◆ **PAGE**
Category Archives: Astronomy

Sunday Morning Coming Up, Down and Sideways

Good morning readers.  Thanks for stopping by for a read this morning.

Those of you who haven’t been getting enough magnetism in your areas will be glad to know we’ll be having a nice little geomagnetic storm today. 

CME TARGETS EARTH, MARS: A coronal mass ejection (CME) launched from the sun on Feb. 24th appears set to hit both Earth and Mars. According to analysts at the Goddard Space Weather Lab, the cloud should reach Earth today, Feb. 26th around 1330 UT, followed by Mars two days later.

The CME was hurled into space by a filament of magnetism, which rose up from the sun’s northestern limb and erupted on Feb. 24th: SDO movie. Although much of the cloud headed north, out of the plane of the planets, the cloud’s lower edge will dip down low enough to intersect Earth, Curiosity, and Mars.

http://spaceweather.com/

It couldn’t have come at a better time here.  The ranchers have been complaining something awful about the magnetic drought.

◆ **INFORMATION PROVIDED**
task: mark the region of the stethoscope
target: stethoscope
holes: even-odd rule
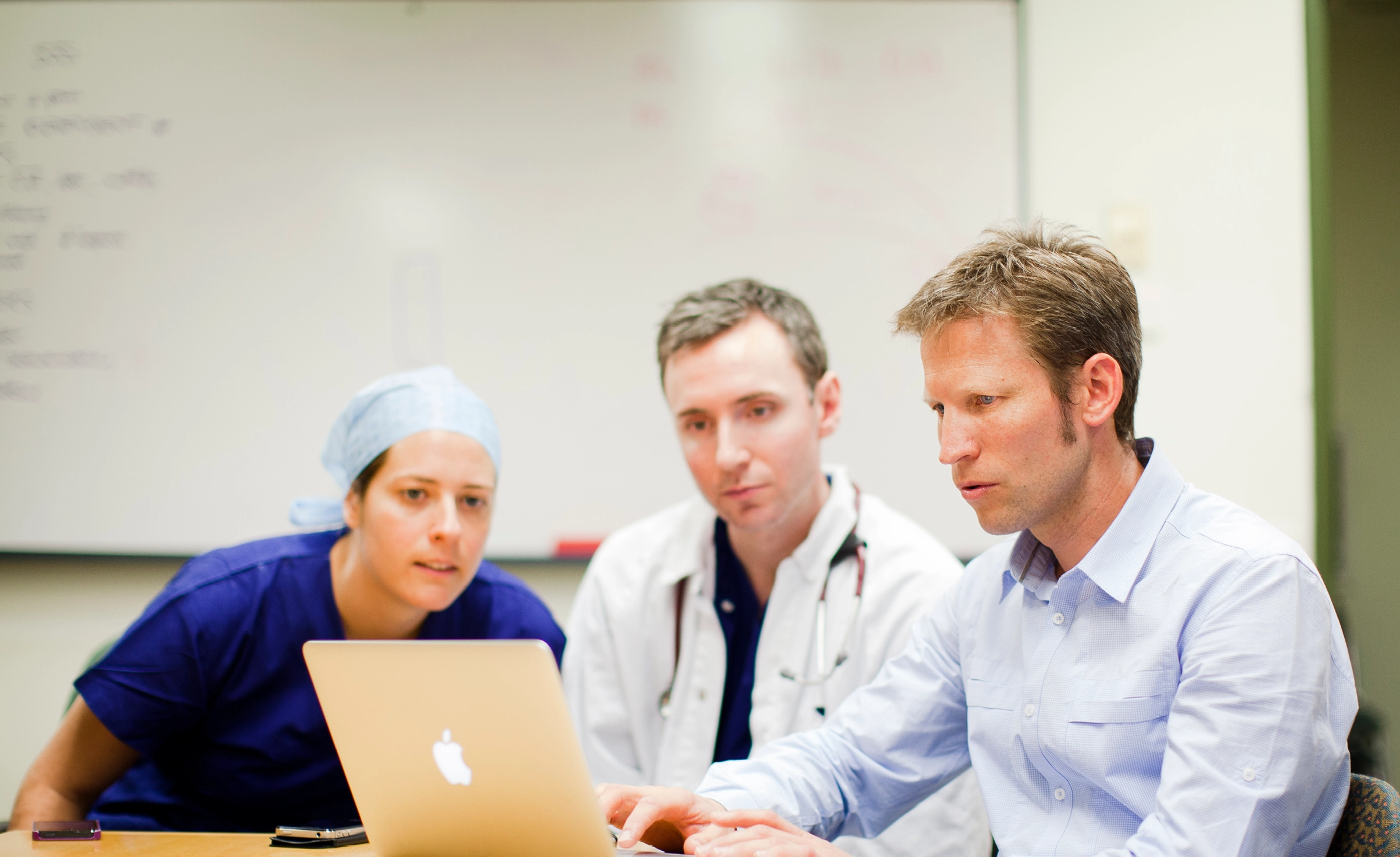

◆ **TASKS TO COMPLETE**
A) In the space weather post, quote everything from "Category Archives: Astronomy" down to "geomagnetic storm today.".
B) In the space weather post, when is the cloud expected to reach Earth?

◆ **RESPONSE LIST**
A)
Category Archives: Astronomy

Sunday Morning Coming Up, Down and Sideways

Good morning readers.  Thanks for stopping by for a read this morning.

Those of you who haven’t been getting enough magnetism in your areas will be glad to know we’ll be having a nice little geomagnetic storm today.

B) Today, Feb. 26th, around 1330 UT.